------ Page

# The Margaret Cho Show



## Nox (Aug 25, 2008)

Who else is a big fan of Margaret Cho? 
	

	
	
		
		

		
			





 .:raises hand:. 

Well, my favorite comedienne now has a show on VH1, and it looks really promising.  I saw the first episode and I loved it.  Her parents are so awesome and laid back, they are such a fun element to the show.

I also think it's cool how she created the first Asian-American mainstream sitcom (I watched it back in 7th grade and enjoyed it), and now, fifteen years later, she started the second one.

Video Clips:

YouTube - Margaret Cho: Her Tattoos and "The Cho Show"
YouTube - Sneak Peek pt1


----------



## OfficerJenny (Aug 25, 2008)

I Love margaret cho <3 but I haven't watched her show yet :C

I don't know if he is her regular makeup artist, but John Stapleton is on the show I think, and he is a MAC senior artist


----------



## TDoll (Aug 25, 2008)

I freakin love her.  I thought the show was hilarious!


----------



## NicksWifey (Aug 25, 2008)

This show is great! She has cracked me up for years and it's good to see she's got a show of her own now! This show is definitely on my DVR schedule


----------



## clwkerric (Aug 26, 2008)

I watched the show the other night... it was pretty funny. I'll def be watching this show.  The season looks real funny. I can't wait to see when they make those home videos! lol


----------



## chocolategoddes (Aug 26, 2008)

sigh... i'm just pissed that SHE won Korean of the Year Award and I did not. 

jk

yeah... she's alright.


----------



## joey444 (Aug 27, 2008)

I thought the show was hilarious.  I LOVE her parents!  They are so cute and laugh at everything she says!


----------



## kimberlane (Aug 27, 2008)

I didn't know about the show til I saw her on chelsea lately. I watched it the other day and it was freakin hilarious. Its suppose to be a fake reality show, like everything is scripted and stuff. Which I believe most are, I think I would have liked it better if I hadn't known that though. Either way I'll keep watching.


----------



## badkittekitte (Aug 27, 2008)

i caught a free episode on itunes and feel in love...she is so funny and real too! i love her attitude about being how she is, despite what people expect out of her....


----------



## Renee (Aug 28, 2008)

I love Margaret Cho! And I met and talked to her makeup artist at a Nordstrom Mac event a few years back. He was so encouraging and helpful..

------------
------ Dataset entries

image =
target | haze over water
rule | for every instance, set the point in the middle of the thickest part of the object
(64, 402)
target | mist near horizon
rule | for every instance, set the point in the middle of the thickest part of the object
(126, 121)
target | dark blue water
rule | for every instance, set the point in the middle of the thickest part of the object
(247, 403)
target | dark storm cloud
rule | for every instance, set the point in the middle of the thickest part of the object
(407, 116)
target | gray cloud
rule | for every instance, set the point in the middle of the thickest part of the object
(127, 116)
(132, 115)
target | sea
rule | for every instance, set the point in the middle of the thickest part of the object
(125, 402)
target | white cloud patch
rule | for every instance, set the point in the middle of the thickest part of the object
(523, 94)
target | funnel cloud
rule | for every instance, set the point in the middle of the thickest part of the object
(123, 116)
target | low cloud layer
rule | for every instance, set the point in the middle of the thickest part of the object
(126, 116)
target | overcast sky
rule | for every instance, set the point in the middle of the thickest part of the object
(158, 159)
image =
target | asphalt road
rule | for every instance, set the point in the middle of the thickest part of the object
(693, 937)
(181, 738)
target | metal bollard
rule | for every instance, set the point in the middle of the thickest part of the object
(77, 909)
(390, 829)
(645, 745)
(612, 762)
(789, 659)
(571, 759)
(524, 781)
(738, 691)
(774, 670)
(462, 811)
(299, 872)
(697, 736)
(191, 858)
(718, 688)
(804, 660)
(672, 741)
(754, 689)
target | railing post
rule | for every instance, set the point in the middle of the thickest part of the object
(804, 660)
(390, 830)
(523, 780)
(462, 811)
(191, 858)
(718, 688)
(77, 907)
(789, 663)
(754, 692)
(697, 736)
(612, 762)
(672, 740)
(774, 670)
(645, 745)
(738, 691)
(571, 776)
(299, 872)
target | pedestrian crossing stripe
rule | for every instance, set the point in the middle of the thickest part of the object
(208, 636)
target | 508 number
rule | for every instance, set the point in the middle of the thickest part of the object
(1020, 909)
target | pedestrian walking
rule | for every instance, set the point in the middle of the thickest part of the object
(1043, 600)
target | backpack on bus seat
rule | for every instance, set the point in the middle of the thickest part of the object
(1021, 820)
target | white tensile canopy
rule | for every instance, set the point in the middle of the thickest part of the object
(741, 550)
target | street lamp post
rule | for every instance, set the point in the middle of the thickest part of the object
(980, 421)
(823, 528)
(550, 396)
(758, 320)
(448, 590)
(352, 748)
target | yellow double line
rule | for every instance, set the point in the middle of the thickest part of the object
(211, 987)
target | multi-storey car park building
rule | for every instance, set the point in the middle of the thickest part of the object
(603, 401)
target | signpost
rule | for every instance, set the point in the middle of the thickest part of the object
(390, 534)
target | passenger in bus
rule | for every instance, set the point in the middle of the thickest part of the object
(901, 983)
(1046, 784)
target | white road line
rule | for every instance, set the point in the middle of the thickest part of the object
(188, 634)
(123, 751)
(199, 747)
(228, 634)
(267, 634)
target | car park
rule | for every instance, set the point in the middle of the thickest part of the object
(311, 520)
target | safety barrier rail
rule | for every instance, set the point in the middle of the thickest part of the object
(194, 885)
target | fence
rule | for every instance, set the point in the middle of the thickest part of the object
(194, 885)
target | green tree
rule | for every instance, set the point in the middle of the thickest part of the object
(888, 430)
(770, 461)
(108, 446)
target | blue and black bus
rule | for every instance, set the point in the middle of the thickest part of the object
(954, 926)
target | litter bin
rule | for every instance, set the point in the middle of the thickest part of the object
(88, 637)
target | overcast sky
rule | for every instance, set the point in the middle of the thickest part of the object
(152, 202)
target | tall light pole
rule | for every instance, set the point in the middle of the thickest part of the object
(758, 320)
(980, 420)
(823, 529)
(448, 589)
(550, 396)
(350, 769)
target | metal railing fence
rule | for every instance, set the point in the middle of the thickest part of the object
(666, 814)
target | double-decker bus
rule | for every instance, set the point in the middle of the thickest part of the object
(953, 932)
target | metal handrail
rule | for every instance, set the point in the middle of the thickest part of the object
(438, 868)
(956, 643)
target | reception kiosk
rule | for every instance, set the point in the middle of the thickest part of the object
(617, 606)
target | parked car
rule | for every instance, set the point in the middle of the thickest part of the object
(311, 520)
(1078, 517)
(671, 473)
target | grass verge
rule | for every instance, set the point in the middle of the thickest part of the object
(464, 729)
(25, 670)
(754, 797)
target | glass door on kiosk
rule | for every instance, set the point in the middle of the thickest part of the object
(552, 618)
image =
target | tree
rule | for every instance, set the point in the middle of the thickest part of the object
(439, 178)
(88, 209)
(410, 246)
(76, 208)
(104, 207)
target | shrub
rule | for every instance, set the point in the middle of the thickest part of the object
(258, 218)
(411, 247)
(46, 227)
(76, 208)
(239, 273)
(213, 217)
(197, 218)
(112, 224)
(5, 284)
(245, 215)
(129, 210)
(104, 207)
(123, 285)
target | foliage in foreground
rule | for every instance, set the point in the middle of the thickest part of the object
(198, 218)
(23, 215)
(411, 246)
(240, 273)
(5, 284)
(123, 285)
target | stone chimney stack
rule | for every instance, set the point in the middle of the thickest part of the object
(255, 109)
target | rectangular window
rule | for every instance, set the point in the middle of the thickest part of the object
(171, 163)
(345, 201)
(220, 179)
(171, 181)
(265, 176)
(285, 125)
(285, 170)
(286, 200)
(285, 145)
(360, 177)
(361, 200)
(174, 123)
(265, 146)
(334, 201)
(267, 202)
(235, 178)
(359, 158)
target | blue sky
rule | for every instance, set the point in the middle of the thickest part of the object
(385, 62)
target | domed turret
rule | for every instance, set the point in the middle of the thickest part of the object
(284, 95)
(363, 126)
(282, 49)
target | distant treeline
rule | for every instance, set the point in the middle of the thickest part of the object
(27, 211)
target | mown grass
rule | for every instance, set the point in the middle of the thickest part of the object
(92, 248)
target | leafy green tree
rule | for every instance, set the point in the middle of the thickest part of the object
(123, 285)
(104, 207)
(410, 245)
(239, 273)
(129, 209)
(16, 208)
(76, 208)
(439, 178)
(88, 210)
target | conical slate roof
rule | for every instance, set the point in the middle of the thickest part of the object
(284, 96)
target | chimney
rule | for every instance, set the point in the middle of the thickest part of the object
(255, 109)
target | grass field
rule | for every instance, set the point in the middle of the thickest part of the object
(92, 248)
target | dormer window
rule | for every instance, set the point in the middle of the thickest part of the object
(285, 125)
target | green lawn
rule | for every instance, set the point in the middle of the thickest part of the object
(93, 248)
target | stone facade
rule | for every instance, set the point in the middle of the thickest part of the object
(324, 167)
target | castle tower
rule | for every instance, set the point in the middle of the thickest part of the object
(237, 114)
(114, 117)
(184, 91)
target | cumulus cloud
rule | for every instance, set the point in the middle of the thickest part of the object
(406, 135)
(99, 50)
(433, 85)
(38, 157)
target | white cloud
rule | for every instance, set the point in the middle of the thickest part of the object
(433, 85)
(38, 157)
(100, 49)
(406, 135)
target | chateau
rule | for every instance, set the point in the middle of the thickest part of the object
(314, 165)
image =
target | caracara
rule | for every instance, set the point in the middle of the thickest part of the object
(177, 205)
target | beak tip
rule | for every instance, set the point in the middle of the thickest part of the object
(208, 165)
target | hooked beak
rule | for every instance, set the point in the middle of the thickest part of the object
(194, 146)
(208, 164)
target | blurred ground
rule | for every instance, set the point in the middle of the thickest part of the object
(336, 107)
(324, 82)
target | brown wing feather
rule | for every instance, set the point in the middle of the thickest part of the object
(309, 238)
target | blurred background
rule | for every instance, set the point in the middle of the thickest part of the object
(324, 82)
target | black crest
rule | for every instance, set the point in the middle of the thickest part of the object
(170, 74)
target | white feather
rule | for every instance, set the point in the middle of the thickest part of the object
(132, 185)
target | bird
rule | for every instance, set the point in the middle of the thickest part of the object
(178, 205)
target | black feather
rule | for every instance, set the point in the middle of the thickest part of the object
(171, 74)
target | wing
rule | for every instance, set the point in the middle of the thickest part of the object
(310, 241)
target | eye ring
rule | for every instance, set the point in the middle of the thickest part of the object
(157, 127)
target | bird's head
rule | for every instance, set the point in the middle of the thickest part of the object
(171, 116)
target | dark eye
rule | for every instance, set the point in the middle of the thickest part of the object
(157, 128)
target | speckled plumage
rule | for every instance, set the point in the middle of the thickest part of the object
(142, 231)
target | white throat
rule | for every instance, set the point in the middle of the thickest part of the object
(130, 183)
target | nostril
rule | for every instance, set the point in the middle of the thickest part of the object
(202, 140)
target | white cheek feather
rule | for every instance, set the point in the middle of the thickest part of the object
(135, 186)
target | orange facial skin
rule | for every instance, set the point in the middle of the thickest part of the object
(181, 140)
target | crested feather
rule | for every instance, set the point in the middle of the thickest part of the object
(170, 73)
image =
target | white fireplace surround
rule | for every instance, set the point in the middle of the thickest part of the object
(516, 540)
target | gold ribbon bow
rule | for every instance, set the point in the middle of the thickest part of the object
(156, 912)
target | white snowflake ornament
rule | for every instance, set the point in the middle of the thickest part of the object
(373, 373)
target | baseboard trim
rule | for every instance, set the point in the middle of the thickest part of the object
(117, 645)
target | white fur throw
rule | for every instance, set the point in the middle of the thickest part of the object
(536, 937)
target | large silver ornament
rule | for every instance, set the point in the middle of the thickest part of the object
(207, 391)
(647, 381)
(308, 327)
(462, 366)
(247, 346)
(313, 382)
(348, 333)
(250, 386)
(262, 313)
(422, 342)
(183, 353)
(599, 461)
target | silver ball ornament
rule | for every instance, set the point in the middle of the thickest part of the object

------------

▶ Directions: In the thread about The Margaret Cho Show, translate this sentence into Spanish: "Well, my favorite comedienne now has a show on VH1, and it looks really promising."

▶ Result: Bueno, mi comediante favorita ahora tiene un programa en VH1, y parece muy prometedor.